▶ Extract to read:
• • • • •
And you thought the Homer Simpson story about the pollution of the lake in “The Simpson’s Movie” was a made up story (remember when he had the pet pig and didn’t know how to dispose of the waste so he dumped it in the lake?) Hopefully the EPA won’t put a dome over the USA like they did with Springfield.

So, you all know how much I LOVE sushi… I LOVE, LOVE, LOVE it… but after reading these stats… I realize how everyone in the world loves sushi and that it is taking a toll on our oceans – “One study found that roughly 4.5 million sea animals are killed as bycatch in longline fishing every year, including roughly 3.3 million sharks, 1 million marlins, 60,000 sea turtles, 75,000 albatross, and 20,000 dolphins and whales.”

Did you know that “thirty five classified species of sea horse worldwide are threatened with extinction because they are killed “unintentionally” in seafood production? (shrimp trawling devastates sea horse populations more than any other activity).”

So why do we continue to eat meat? Is it because we are scared to be an “unhealthy” vegetarian? Because it’s so much “healthier” to eat meat? Well, according to Foer, “Data suggests that excess animal protein intake is linked to osteoporosis, kidney disease, calcium stones in the urinary tract, and some cancers. Despite some persistent confusion, it is clear that vegetarians and vegans tend to have more optimal protein consumption than omnivores.”

Also, “Vegetarian diets are often associated with a number of health advantages, including lower blood cholesterol levels, lower risk of heart disease [which alone accounts for more than 25 percent of all annual deaths in the nation], lower blood pressure levels, and lower risk of hypertension and type 2 diabetes. Vegetarians tent to have lower body mass index (BMI) [that is, they are not as fat] and lower overall cancer rates [cancers account for nearly another 25 percent of all annual deaths in the nation].”
• • • • •
▶ Supplied material:
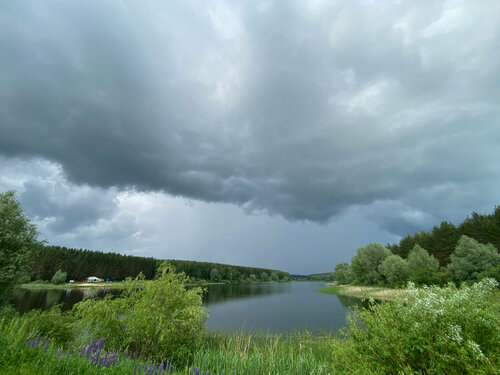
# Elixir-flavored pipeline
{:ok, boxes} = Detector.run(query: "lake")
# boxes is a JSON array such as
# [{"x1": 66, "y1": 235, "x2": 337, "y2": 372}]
[{"x1": 13, "y1": 281, "x2": 362, "y2": 333}]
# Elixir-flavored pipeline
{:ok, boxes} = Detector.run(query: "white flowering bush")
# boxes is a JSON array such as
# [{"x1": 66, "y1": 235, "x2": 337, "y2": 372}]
[{"x1": 346, "y1": 279, "x2": 500, "y2": 374}]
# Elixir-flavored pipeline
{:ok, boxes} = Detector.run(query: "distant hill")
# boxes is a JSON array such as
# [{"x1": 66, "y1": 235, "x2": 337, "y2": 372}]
[
  {"x1": 307, "y1": 272, "x2": 333, "y2": 281},
  {"x1": 386, "y1": 206, "x2": 500, "y2": 266},
  {"x1": 30, "y1": 246, "x2": 290, "y2": 281}
]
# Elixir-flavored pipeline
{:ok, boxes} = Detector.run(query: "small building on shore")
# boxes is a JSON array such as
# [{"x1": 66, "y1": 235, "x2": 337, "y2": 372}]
[{"x1": 85, "y1": 276, "x2": 104, "y2": 283}]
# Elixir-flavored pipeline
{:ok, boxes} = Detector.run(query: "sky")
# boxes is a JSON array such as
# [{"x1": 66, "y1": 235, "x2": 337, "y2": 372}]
[{"x1": 0, "y1": 0, "x2": 500, "y2": 274}]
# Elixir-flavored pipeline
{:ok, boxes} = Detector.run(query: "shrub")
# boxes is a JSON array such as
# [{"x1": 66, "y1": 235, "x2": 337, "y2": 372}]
[
  {"x1": 75, "y1": 263, "x2": 207, "y2": 363},
  {"x1": 379, "y1": 255, "x2": 409, "y2": 285},
  {"x1": 336, "y1": 279, "x2": 500, "y2": 374},
  {"x1": 448, "y1": 236, "x2": 500, "y2": 282},
  {"x1": 51, "y1": 270, "x2": 68, "y2": 284},
  {"x1": 408, "y1": 245, "x2": 440, "y2": 285},
  {"x1": 351, "y1": 243, "x2": 391, "y2": 284},
  {"x1": 333, "y1": 262, "x2": 354, "y2": 284}
]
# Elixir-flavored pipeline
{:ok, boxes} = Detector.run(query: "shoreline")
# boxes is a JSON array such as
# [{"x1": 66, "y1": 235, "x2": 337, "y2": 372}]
[{"x1": 318, "y1": 283, "x2": 404, "y2": 301}]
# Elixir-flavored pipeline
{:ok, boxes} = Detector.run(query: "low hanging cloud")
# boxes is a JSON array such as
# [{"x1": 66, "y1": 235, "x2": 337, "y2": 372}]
[{"x1": 0, "y1": 0, "x2": 500, "y2": 234}]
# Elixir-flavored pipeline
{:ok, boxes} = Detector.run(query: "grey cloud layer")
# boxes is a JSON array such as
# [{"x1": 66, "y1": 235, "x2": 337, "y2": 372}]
[{"x1": 0, "y1": 1, "x2": 500, "y2": 233}]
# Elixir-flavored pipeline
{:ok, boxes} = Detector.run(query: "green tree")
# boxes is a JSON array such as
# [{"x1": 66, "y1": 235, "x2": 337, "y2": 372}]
[
  {"x1": 75, "y1": 263, "x2": 207, "y2": 363},
  {"x1": 0, "y1": 191, "x2": 42, "y2": 304},
  {"x1": 408, "y1": 245, "x2": 440, "y2": 285},
  {"x1": 351, "y1": 243, "x2": 391, "y2": 285},
  {"x1": 333, "y1": 262, "x2": 354, "y2": 284},
  {"x1": 51, "y1": 270, "x2": 68, "y2": 284},
  {"x1": 379, "y1": 255, "x2": 410, "y2": 286},
  {"x1": 448, "y1": 235, "x2": 500, "y2": 282},
  {"x1": 210, "y1": 268, "x2": 220, "y2": 281}
]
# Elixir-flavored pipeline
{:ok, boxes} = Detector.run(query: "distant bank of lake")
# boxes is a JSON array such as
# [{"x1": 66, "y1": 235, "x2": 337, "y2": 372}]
[{"x1": 13, "y1": 282, "x2": 362, "y2": 333}]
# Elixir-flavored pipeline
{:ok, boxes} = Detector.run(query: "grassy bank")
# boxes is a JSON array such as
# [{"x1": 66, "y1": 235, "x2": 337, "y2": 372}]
[
  {"x1": 0, "y1": 280, "x2": 500, "y2": 375},
  {"x1": 318, "y1": 284, "x2": 404, "y2": 301}
]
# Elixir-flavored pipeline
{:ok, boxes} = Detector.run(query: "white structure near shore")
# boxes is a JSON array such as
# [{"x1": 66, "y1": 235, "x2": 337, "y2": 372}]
[{"x1": 85, "y1": 276, "x2": 104, "y2": 283}]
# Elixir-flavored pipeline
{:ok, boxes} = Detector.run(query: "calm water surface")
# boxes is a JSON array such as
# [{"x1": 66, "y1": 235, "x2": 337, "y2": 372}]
[{"x1": 14, "y1": 282, "x2": 362, "y2": 333}]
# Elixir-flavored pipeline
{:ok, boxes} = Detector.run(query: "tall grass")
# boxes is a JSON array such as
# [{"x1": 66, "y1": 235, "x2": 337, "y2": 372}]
[{"x1": 0, "y1": 280, "x2": 500, "y2": 375}]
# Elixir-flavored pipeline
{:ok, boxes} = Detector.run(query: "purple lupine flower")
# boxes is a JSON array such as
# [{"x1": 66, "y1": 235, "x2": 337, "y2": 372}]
[
  {"x1": 97, "y1": 339, "x2": 104, "y2": 349},
  {"x1": 43, "y1": 338, "x2": 50, "y2": 353}
]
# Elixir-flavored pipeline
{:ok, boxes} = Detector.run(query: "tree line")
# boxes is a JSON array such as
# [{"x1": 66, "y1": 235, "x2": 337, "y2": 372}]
[
  {"x1": 333, "y1": 207, "x2": 500, "y2": 286},
  {"x1": 29, "y1": 246, "x2": 290, "y2": 282},
  {"x1": 386, "y1": 206, "x2": 500, "y2": 266}
]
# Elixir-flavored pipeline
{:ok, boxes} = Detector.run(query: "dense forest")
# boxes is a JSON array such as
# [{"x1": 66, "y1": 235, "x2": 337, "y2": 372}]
[
  {"x1": 386, "y1": 206, "x2": 500, "y2": 266},
  {"x1": 29, "y1": 246, "x2": 290, "y2": 281},
  {"x1": 333, "y1": 207, "x2": 500, "y2": 286}
]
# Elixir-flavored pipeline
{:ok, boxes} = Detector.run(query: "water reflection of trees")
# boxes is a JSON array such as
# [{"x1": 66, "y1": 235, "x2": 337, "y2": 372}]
[
  {"x1": 199, "y1": 283, "x2": 290, "y2": 305},
  {"x1": 12, "y1": 288, "x2": 119, "y2": 314},
  {"x1": 337, "y1": 294, "x2": 370, "y2": 309}
]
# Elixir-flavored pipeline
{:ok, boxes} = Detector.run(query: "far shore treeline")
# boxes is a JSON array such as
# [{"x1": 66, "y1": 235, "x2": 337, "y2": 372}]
[
  {"x1": 29, "y1": 246, "x2": 290, "y2": 282},
  {"x1": 332, "y1": 206, "x2": 500, "y2": 287},
  {"x1": 386, "y1": 206, "x2": 500, "y2": 266}
]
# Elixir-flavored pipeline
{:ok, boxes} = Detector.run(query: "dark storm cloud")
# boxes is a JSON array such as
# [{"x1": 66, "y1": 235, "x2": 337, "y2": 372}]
[{"x1": 0, "y1": 1, "x2": 500, "y2": 234}]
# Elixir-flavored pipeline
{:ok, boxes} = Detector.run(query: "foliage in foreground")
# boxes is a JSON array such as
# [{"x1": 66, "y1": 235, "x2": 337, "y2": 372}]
[
  {"x1": 0, "y1": 273, "x2": 500, "y2": 375},
  {"x1": 74, "y1": 264, "x2": 207, "y2": 362},
  {"x1": 0, "y1": 191, "x2": 42, "y2": 304},
  {"x1": 333, "y1": 279, "x2": 500, "y2": 374}
]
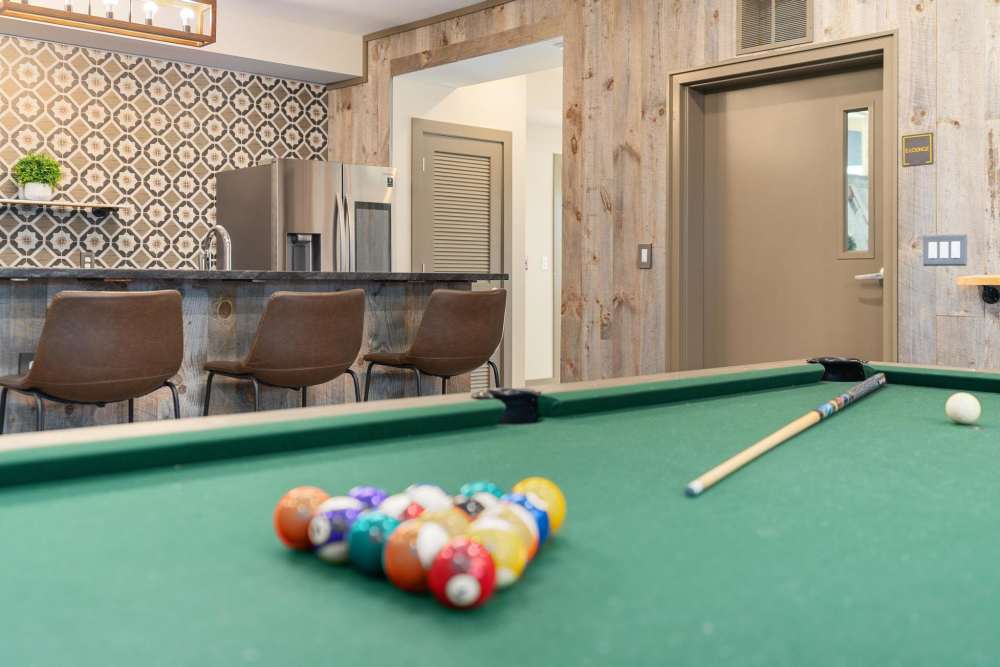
• • • • •
▶ What to do:
• a. According to the passage on meat and seafood, how many sea turtles are killed each year as bycatch in longline fishing?
• b. Transcribe the passage on meat and seafood, starting at the words "And you thought" and stopping after "did with Springfield.".

▶ Solution set:
• a. Roughly 60,000 sea turtles.

• b.
And you thought the Homer Simpson story about the pollution of the lake in “The Simpson’s Movie” was a made up story (remember when he had the pet pig and didn’t know how to dispose of the waste so he dumped it in the lake?) Hopefully the EPA won’t put a dome over the USA like they did with Springfield.